WHAT TO DO: Of the lines in the data below, write out exactly those from the one holding "# drop a dot on each instance of the man;" through the one holding "# Target: pink object in sky", both included.

EXTRACTED DATA:
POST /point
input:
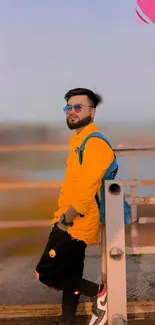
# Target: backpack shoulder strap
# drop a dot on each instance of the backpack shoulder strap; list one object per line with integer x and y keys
{"x": 91, "y": 135}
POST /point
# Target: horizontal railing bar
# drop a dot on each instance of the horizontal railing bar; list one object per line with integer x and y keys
{"x": 138, "y": 182}
{"x": 141, "y": 200}
{"x": 58, "y": 184}
{"x": 29, "y": 185}
{"x": 65, "y": 147}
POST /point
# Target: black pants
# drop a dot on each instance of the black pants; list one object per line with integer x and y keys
{"x": 61, "y": 267}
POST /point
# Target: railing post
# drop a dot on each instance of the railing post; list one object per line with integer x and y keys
{"x": 115, "y": 251}
{"x": 133, "y": 188}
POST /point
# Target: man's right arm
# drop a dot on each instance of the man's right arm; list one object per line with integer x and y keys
{"x": 65, "y": 191}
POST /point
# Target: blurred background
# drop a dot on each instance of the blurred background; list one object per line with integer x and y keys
{"x": 46, "y": 48}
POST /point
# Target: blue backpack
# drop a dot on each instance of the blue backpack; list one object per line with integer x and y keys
{"x": 109, "y": 175}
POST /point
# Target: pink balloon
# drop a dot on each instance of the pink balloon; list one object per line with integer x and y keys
{"x": 148, "y": 8}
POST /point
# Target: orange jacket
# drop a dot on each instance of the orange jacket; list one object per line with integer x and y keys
{"x": 81, "y": 184}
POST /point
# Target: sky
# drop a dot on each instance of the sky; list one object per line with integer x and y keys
{"x": 50, "y": 46}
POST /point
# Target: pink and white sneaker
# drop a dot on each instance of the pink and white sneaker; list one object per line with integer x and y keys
{"x": 99, "y": 308}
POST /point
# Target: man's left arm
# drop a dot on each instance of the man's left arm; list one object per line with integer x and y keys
{"x": 97, "y": 157}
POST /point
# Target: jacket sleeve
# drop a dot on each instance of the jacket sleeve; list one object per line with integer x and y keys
{"x": 97, "y": 157}
{"x": 64, "y": 196}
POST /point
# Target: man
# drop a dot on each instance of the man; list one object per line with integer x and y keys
{"x": 76, "y": 224}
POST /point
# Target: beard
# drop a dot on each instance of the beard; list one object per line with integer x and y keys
{"x": 81, "y": 123}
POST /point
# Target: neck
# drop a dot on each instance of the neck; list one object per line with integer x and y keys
{"x": 82, "y": 128}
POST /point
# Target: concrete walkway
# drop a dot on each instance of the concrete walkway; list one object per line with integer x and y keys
{"x": 18, "y": 285}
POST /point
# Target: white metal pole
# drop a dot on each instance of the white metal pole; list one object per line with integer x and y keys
{"x": 115, "y": 251}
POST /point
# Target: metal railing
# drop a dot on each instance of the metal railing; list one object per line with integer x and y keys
{"x": 113, "y": 237}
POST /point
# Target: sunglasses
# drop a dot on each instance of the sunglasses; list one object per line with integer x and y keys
{"x": 77, "y": 108}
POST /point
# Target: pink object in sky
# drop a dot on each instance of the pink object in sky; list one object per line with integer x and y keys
{"x": 148, "y": 9}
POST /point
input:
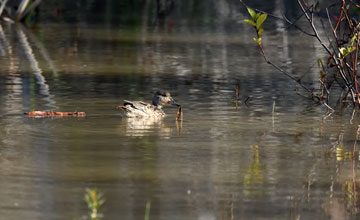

EXERCISE RESULT:
# drop a dot on each instance of the man; list one object per line with integer x and y keys
{"x": 76, "y": 224}
POST /point
# Target: beard
# drop a dot on each instance of the beard; list one object per line with integer x and y keys
{"x": 81, "y": 123}
POST /point
# Target: neck
# drop a dot on each instance of the neck; list one object per line with integer x and y keys
{"x": 82, "y": 128}
POST /point
# Target: concrete walkway
# drop a dot on each instance of the concrete walkway; list one object per line with integer x and y keys
{"x": 18, "y": 285}
POST /point
# Target: white metal pole
# drop a dot on each instance of the white metal pole; list one object per line with integer x and y keys
{"x": 115, "y": 251}
POST /point
# Target: metal railing
# drop a dot on each instance of the metal railing; list one object per line with integer x and y keys
{"x": 113, "y": 237}
POST /point
# Target: sunglasses
# drop a dot on each instance of the sunglasses; list one object per line with integer x and y keys
{"x": 77, "y": 108}
POST /point
# Target: pink object in sky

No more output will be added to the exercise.